Task directions: Could the data below be copied out in full, word for word?

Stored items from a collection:
=== Section Start ===
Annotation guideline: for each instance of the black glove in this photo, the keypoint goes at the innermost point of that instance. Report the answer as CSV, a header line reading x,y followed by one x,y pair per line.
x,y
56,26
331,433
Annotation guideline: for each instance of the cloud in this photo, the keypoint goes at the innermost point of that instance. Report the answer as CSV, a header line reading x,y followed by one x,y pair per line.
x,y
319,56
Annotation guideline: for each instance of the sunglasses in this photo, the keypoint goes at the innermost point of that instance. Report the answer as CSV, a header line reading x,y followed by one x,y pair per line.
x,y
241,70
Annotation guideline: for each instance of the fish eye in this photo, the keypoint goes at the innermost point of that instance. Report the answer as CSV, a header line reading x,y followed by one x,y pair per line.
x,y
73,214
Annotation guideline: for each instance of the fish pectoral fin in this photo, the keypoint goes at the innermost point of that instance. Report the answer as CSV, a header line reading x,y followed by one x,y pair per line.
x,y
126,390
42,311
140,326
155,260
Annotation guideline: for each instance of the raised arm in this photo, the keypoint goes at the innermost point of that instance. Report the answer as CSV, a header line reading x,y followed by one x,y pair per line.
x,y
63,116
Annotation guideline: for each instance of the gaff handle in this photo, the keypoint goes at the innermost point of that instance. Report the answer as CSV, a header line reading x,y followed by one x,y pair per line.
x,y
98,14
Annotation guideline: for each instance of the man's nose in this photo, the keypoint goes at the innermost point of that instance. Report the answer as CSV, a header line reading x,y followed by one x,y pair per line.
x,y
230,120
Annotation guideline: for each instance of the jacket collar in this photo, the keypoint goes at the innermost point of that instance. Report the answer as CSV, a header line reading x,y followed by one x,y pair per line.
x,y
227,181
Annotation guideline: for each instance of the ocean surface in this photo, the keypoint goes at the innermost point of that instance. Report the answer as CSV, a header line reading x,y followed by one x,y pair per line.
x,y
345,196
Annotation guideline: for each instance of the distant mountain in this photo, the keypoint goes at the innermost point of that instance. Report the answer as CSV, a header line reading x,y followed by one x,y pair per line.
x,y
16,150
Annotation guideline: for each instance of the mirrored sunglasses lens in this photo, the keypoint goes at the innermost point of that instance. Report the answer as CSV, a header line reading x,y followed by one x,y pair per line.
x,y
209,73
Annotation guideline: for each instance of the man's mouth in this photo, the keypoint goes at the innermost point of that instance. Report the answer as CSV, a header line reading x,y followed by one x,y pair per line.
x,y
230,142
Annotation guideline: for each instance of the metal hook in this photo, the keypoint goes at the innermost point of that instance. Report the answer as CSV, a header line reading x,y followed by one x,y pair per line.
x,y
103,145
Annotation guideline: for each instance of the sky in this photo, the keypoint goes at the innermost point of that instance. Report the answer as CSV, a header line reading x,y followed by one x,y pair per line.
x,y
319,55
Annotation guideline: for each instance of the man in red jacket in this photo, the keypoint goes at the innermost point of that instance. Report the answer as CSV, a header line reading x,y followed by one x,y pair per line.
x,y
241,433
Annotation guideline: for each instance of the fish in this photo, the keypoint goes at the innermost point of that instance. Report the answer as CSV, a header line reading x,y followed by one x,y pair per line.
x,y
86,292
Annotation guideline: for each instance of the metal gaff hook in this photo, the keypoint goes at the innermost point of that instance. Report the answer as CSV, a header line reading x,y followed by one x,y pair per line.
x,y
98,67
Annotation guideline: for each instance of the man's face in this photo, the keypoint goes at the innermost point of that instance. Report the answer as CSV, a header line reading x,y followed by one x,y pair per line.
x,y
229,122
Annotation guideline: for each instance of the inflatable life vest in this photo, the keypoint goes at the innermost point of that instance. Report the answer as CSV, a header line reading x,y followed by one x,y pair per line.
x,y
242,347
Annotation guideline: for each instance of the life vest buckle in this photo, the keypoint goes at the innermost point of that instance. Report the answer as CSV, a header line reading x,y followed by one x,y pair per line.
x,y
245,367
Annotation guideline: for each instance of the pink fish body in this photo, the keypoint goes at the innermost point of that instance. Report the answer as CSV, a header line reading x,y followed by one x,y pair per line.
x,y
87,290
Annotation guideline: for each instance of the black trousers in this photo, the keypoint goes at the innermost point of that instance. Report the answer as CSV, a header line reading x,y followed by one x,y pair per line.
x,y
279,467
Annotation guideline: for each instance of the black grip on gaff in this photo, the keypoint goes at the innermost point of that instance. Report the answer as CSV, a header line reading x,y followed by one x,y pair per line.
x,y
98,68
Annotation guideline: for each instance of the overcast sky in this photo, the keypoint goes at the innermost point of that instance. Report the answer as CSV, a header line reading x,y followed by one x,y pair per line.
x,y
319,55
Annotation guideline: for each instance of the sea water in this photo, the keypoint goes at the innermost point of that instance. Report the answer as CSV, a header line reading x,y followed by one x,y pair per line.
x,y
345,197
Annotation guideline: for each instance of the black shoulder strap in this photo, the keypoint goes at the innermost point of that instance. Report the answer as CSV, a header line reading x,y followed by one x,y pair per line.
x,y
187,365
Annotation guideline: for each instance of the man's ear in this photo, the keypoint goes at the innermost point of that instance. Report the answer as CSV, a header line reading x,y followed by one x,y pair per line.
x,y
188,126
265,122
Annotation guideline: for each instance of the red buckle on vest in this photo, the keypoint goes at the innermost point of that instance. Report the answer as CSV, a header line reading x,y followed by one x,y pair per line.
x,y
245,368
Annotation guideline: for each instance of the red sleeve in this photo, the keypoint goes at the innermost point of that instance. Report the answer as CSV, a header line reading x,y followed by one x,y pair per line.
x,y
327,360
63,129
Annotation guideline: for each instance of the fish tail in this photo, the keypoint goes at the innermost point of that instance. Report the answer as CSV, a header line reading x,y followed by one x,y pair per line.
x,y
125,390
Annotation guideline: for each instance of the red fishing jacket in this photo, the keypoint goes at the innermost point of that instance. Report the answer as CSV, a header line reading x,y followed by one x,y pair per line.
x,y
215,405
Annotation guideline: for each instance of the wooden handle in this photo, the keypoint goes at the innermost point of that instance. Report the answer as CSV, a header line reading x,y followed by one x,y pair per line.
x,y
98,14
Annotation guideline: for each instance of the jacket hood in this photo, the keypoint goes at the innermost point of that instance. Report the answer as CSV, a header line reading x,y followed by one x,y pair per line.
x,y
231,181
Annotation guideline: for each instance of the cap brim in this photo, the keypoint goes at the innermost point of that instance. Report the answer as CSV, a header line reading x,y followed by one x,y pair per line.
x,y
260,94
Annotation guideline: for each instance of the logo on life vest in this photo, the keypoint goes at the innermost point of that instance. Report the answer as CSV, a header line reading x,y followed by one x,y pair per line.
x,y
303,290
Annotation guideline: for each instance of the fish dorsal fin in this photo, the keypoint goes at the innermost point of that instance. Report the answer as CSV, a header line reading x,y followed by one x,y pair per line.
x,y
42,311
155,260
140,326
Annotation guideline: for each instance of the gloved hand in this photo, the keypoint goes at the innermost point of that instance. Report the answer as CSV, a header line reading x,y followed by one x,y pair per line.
=== Section End ===
The completed task:
Annotation guideline: for each instance of the black glove in this photo, the keypoint goes at the innermost point of that instance. Report the answer as CSV, a header line reading x,y followed by one x,y pair per line.
x,y
56,26
331,433
Annotation guideline: for each instance of the cloud in this photo, the keypoint goes at the innermost point of that instance. Report the answer as CSV, a header line reading x,y followed by one x,y pair per line.
x,y
319,56
Annotation guideline: for each instance of the sunglasses in this photo, the keypoint goes at the innermost point of that instance. Report the answer as CSV, a header line reading x,y followed by one x,y pair per line.
x,y
241,70
Annotation guideline: for each instance of the fish eye in this photo, the keypoint goes at the innermost point of that instance. Report the answer as CSV, a header line reading x,y followed by one x,y pair per line.
x,y
73,214
Annotation guideline: for each instance of the fish pectoral fin in this photo, the keypoint goes at the innermost point of that instance. Report the answer as CSV, a header line reading x,y followed by one x,y pair per line.
x,y
126,390
42,311
140,326
155,260
Annotation guideline: for each instance of the raised arm in this photo, the keypoint goes at the innermost point of that instance. Report the answer as CSV, a header line reading x,y followed by one x,y pair per line.
x,y
63,116
Annotation guideline: for each instance of the gaff handle in this photo, the keypoint goes at the innermost point of that instance. Report the answer as CSV, a header line reading x,y followed by one x,y pair per line.
x,y
98,14
Annotation guideline: for each instance of the man's nose in this photo, the keypoint goes at the innermost point of that instance. Report the answer as CSV, a header line reading x,y followed by one x,y pair per line.
x,y
230,120
Annotation guideline: for each instance of the jacket collar in this photo, the keypoint goes at the innermost point of that instance. Report the answer as CSV, a header line reading x,y followed by one x,y pair per line.
x,y
227,181
Annotation guideline: for each instance of the ocean surface in this photo, the keypoint goes at the innermost point of that instance. Report the answer as CSV, a header line reading x,y followed by one x,y pair per line.
x,y
345,196
Annotation guideline: for each instance of the distant mountain in this photo, the keypoint goes at the innermost point of that instance. Report the answer as CSV, a header line reading x,y followed by one x,y pair per line.
x,y
16,150
Annotation guideline: for each instance of the mirrored sunglasses lens in this photo, the keypoint goes at the innermost point of that instance. Report the answer as CSV, a header line reading x,y followed by one x,y pair per line.
x,y
209,73
Annotation guideline: for each instance of the man's mouth in this photo, the keypoint goes at the innermost point of that instance. Report the answer as CSV, a header line reading x,y followed by one x,y pair per line.
x,y
230,142
Annotation guideline: for each instance of the metal hook in this photo, the keypoint goes at the innermost point of that instance. Report the answer as CSV, a header line reading x,y followed by one x,y pair per line.
x,y
103,145
Annotation guideline: for each instance of the sky in this photo, the keypoint goes at the innermost point of that instance. Report the answer as CSV, a header line reading x,y followed by one x,y pair per line.
x,y
319,55
Annotation guideline: for each instance of the man in red jacket in this photo, the keypoint goes at the innermost point of that instance. Report the answer as CSV, a header line reading x,y followed by one x,y pair per line.
x,y
241,433
Annotation guideline: for each instance of the fish in this photo, the keypoint goes at the innermost point of that instance. Report the answer as CSV, a header line reading x,y followed by one x,y pair per line.
x,y
86,292
Annotation guideline: for each instance of the metal gaff hook in this photo, the keypoint goes at the innermost point of that instance. Report the answer as CSV, a header line reading x,y followed by one x,y pair per line.
x,y
98,67
Annotation guideline: for each instance of the man's face in this photo, the keypoint goes at the innermost point of that instance. Report the answer as CSV, a header line reading x,y followed by one x,y pair per line.
x,y
229,122
Annotation guideline: for each instance of the inflatable life vest in this photo, the keypoint goes at the innermost point of that instance. Report the answer as CSV, a header line reading x,y followed by one x,y pair per line.
x,y
242,347
Annotation guideline: for each instance of the life vest buckle in this photo, the keypoint goes at the innermost point of that instance. Report the answer as CSV, a header line reading x,y followed by one x,y pair per line.
x,y
245,367
Annotation guideline: for each instance of the pink fish body in this photo, the keypoint goes at the innermost point of that instance. Report the answer as CSV, a header line reading x,y followed by one x,y pair per line.
x,y
87,290
Annotation guideline: for each instance of the black trousers in this photo, the keypoint goes at the innermost point of that instance. Report the answer as CSV, a header line reading x,y followed by one x,y pair per line.
x,y
279,467
Annotation guideline: for each instance of the black grip on gaff in this photo, the keypoint goes at the innermost point of that instance. Report the answer as CSV, a header line reading x,y followed by one x,y pair per line.
x,y
98,68
Annotation guideline: for each instance of the overcast sky in this photo, the keypoint goes at the innermost point of that instance. Report the answer as CSV, a header line reading x,y followed by one x,y pair per line.
x,y
319,55
Annotation guideline: for each instance of the sea water in this photo, the keypoint goes at the innermost point of that instance. Report the answer as CSV, a header line reading x,y followed by one x,y pair per line.
x,y
345,197
Annotation guideline: for each instance of the black shoulder strap in this photo, the keypoint goes at the innermost point of that instance. Report the answer as CSV, a header line reading x,y followed by one x,y pair per line.
x,y
187,365
Annotation guideline: for each instance of the man's ear in this photo, the keypoint goes at the innermost point of that instance. Report the answer as CSV, a header line reading x,y followed by one x,y pair per line.
x,y
188,126
265,122
Annotation guideline: for each instance of the red buckle on vest in this photo, the keypoint goes at the innermost point of that instance. Report the answer as CSV, a header line reading x,y followed by one x,y pair per line.
x,y
245,368
Annotation guideline: for each instance of the red sleeve in this photo, the keypoint goes at the innermost point of that instance. Report the answer as CSV, a header line reading x,y followed by one x,y pair per line.
x,y
327,360
63,129
Annotation guideline: for each instance of the fish tail in this photo, the keypoint goes at the innermost point of that instance. Report the answer as CSV, a header line reading x,y followed by one x,y pair per line.
x,y
125,390
Annotation guideline: for each instance of the red fishing jacket in this photo, the keypoint goes at the innermost point of that instance. Report the answer as CSV, a header line reading x,y followed by one x,y pair per line.
x,y
215,405
Annotation guideline: for each instance of the wooden handle in this photo, the keypoint goes at the innermost point of that instance. Report the answer as CSV, a header line reading x,y followed by one x,y pair per line.
x,y
98,14
Annotation guideline: for each instance of the jacket hood in this photo, the keypoint goes at the innermost point of that instance. Report the answer as CSV, a header line reading x,y followed by one x,y pair per line.
x,y
231,181
Annotation guideline: for each instance of the cap brim in this photo, the keypoint goes at the innermost point of that instance. Report the answer as CSV, a header line reading x,y followed by one x,y pair per line.
x,y
260,94
Annotation guideline: for each instance of the logo on life vest in this photo, the keypoint goes at the innermost point of that instance. Report the answer as CSV, a header line reading x,y followed by one x,y pair per line.
x,y
303,290
Annotation guideline: for each instance of the fish dorsal fin in this photo, the keypoint goes at the innermost point of that instance. Report the answer as CSV, a header line reading x,y followed by one x,y pair per line.
x,y
42,311
155,260
140,326
Annotation guideline: for each instance of the gloved hand in this photo, the keypoint goes at the innermost point of that instance. Report the answer as CSV, a header line reading x,y followed by one x,y pair per line.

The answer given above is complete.